[Collected data]

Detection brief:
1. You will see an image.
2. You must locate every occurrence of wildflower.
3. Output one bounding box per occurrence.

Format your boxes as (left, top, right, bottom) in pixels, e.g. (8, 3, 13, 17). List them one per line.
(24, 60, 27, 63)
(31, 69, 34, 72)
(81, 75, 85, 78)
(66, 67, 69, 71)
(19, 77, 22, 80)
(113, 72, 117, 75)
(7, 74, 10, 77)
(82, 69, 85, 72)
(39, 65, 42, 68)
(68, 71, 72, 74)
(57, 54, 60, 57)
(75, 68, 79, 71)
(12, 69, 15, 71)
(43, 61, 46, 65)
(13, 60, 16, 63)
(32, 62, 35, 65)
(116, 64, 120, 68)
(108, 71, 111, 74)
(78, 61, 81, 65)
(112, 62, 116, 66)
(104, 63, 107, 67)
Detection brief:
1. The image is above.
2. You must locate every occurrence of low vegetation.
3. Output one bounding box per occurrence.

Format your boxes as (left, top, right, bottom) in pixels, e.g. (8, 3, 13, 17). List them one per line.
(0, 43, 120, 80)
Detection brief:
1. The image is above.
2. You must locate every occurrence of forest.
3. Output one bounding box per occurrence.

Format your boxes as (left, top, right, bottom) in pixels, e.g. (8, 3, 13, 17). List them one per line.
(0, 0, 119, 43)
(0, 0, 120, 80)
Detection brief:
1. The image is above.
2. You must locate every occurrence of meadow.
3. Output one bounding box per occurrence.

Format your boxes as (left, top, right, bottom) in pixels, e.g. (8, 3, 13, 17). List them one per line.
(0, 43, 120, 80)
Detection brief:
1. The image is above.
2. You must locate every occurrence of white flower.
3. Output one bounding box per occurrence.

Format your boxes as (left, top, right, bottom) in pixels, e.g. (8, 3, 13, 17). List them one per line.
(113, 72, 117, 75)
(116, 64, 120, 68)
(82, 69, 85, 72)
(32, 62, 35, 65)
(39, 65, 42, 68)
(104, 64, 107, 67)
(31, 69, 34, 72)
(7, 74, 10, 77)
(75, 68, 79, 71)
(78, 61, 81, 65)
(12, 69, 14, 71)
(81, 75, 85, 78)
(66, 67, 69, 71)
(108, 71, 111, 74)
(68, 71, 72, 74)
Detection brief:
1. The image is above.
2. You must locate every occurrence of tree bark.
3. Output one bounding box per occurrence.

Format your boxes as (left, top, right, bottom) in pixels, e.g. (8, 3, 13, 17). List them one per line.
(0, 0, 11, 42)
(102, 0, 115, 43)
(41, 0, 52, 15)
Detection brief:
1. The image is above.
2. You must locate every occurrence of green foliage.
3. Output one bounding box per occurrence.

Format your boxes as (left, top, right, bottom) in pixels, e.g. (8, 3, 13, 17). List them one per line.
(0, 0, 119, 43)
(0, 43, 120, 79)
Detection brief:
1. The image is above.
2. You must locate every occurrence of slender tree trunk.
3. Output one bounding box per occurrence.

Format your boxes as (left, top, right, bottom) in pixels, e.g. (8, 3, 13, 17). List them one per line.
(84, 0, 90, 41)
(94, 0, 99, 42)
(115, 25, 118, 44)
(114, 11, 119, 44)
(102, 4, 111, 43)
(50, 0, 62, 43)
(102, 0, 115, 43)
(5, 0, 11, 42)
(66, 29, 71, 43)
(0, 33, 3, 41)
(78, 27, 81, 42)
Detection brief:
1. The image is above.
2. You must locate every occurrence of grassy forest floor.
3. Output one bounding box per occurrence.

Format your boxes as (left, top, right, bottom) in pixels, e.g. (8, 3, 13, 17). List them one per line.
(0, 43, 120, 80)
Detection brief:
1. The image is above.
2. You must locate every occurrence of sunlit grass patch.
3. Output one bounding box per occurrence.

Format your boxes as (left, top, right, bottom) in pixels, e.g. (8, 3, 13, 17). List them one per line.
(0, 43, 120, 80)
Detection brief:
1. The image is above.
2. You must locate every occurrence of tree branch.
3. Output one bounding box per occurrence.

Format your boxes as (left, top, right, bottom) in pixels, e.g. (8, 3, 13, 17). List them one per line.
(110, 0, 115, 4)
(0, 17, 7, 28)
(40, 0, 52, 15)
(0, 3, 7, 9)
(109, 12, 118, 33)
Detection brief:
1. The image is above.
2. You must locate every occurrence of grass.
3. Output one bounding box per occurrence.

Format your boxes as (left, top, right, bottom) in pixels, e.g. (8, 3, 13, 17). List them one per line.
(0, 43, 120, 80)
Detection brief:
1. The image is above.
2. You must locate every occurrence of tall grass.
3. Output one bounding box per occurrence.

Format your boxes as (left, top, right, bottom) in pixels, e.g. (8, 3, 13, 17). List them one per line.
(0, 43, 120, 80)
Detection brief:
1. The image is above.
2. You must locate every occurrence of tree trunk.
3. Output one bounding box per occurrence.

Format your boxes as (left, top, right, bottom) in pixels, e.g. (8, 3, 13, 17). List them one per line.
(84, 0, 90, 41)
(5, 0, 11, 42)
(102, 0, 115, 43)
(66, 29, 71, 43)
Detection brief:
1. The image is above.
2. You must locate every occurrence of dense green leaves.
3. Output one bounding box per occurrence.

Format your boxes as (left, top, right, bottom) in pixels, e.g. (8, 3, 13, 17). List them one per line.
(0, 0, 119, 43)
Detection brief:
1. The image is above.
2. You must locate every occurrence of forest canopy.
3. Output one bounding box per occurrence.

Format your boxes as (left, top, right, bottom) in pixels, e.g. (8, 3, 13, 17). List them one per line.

> What is needed
Each record above, in full: retype it verbatim.

> Answer to the exercise
Detection brief:
1. You will see an image.
2. You must locate every occurrence of wildflower.
3. Output one bounding box per occurrence.

Format your boxes as (left, top, right, bottom) in pixels, e.g. (8, 3, 13, 17). List them one per line.
(24, 60, 27, 63)
(31, 69, 34, 72)
(81, 75, 85, 78)
(66, 67, 69, 71)
(19, 77, 22, 80)
(113, 72, 117, 75)
(7, 74, 10, 77)
(82, 69, 85, 72)
(39, 65, 42, 68)
(68, 71, 72, 74)
(57, 54, 60, 57)
(75, 68, 79, 71)
(12, 69, 15, 71)
(43, 61, 46, 65)
(13, 60, 16, 63)
(32, 62, 35, 65)
(116, 64, 120, 68)
(108, 71, 111, 74)
(78, 61, 81, 65)
(112, 62, 116, 66)
(104, 63, 107, 67)
Detection brief:
1. The image is above.
2. You must locate every occurrence of low vegetation.
3. Output one bounding box per occurrence.

Format your boxes as (left, top, right, bottom) in pixels, e.g. (8, 3, 13, 17). List them one per line.
(0, 43, 120, 80)
Detection brief:
1. The image is above.
2. You must locate every occurrence of forest.
3. Output one bounding box per occurrence.

Format your boxes as (left, top, right, bottom) in pixels, e.g. (8, 3, 13, 17). List them one per line.
(0, 0, 119, 43)
(0, 0, 120, 80)
Detection brief:
1. The image is above.
2. You must locate every occurrence of meadow.
3. Output one bounding box per occurrence.

Format your boxes as (left, top, right, bottom) in pixels, e.g. (8, 3, 13, 17). List them one per line.
(0, 43, 120, 80)
Detection brief:
1. The image is above.
2. You must locate every occurrence of white flower.
3. Output one bounding box per occurrence.

Format your boxes as (left, top, right, bottom) in pixels, e.g. (8, 3, 13, 17). List them one per line.
(113, 72, 117, 75)
(116, 64, 120, 68)
(82, 69, 85, 72)
(32, 62, 35, 65)
(39, 65, 42, 68)
(104, 64, 107, 67)
(31, 69, 34, 72)
(7, 74, 10, 77)
(75, 68, 79, 71)
(78, 61, 81, 65)
(12, 69, 14, 71)
(81, 75, 85, 78)
(66, 67, 69, 71)
(108, 71, 111, 74)
(68, 71, 72, 74)
Detection brief:
1. The image is above.
2. You must locate every occurrence of tree bark.
3. Output one bounding box per occurrence.

Format your boxes as (left, top, right, bottom) in pixels, e.g. (8, 3, 13, 17). List them one per line.
(0, 0, 11, 42)
(102, 0, 115, 43)
(41, 0, 52, 15)
Detection brief:
1. The image is above.
2. You must locate every occurrence of green foliage.
3. Output one bounding box per occurrence.

Format your boxes as (left, top, right, bottom) in pixels, e.g. (8, 3, 13, 17). List them one per line.
(0, 0, 119, 43)
(0, 43, 120, 79)
Detection brief:
1. The image is above.
2. You must locate every occurrence of slender tree trunk.
3. Output one bounding box per occurrence.

Format your boxes as (left, top, right, bottom) in pixels, e.g. (8, 3, 13, 17). List them one per line.
(84, 0, 90, 41)
(94, 0, 99, 42)
(115, 25, 118, 44)
(114, 11, 119, 44)
(102, 4, 111, 43)
(50, 0, 62, 43)
(102, 0, 115, 43)
(5, 0, 11, 42)
(66, 29, 71, 43)
(0, 33, 3, 41)
(78, 27, 81, 42)
Detection brief:
1. The image is above.
2. You must locate every occurrence of grassy forest floor.
3. Output one bounding box per occurrence.

Format your boxes as (left, top, right, bottom) in pixels, e.g. (8, 3, 13, 17). List them one per line.
(0, 43, 120, 80)
Detection brief:
1. The image is above.
2. You must locate every occurrence of sunlit grass patch.
3. Output one bounding box per occurrence.

Format your boxes as (left, top, right, bottom) in pixels, e.g. (8, 3, 13, 17). List them one per line.
(0, 43, 120, 80)
Detection brief:
1. The image is above.
2. You must locate every occurrence of tree branch.
3. Output one bounding box per occurrence.

Format your boxes as (left, top, right, bottom) in pixels, e.g. (8, 3, 13, 17). List them one per line.
(110, 0, 115, 4)
(0, 17, 7, 28)
(40, 0, 52, 15)
(0, 3, 7, 9)
(109, 12, 118, 33)
Detection brief:
1. The image is above.
2. You must locate every occurrence of grass.
3. Output one bounding box per occurrence.

Format your boxes as (left, top, right, bottom) in pixels, e.g. (8, 3, 13, 17). List them one per line.
(0, 43, 120, 80)
Detection brief:
1. The image is above.
2. You must locate every occurrence of tall grass.
3. Output one bounding box per occurrence.

Format your boxes as (left, top, right, bottom) in pixels, e.g. (8, 3, 13, 17). List them one per line.
(0, 43, 120, 80)
Detection brief:
1. The image is above.
2. You must locate every occurrence of tree trunk.
3. Output one bounding box per occurrence.

Format your boxes as (left, top, right, bottom) in pixels, e.g. (8, 3, 13, 17). List them one per line.
(84, 0, 90, 41)
(5, 0, 11, 42)
(102, 0, 115, 43)
(66, 29, 71, 43)
Detection brief:
1. The image is above.
2. You must locate every occurrence of dense green leaves.
3. Output one bounding box per occurrence.

Format your boxes as (left, top, right, bottom) in pixels, e.g. (8, 3, 13, 17). List them one per line.
(0, 0, 119, 43)
Detection brief:
1. The image is above.
2. You must locate every occurrence of forest canopy.
3. Output one bounding box per occurrence.

Format your boxes as (left, top, right, bottom) in pixels, e.g. (8, 3, 13, 17). List them one per line.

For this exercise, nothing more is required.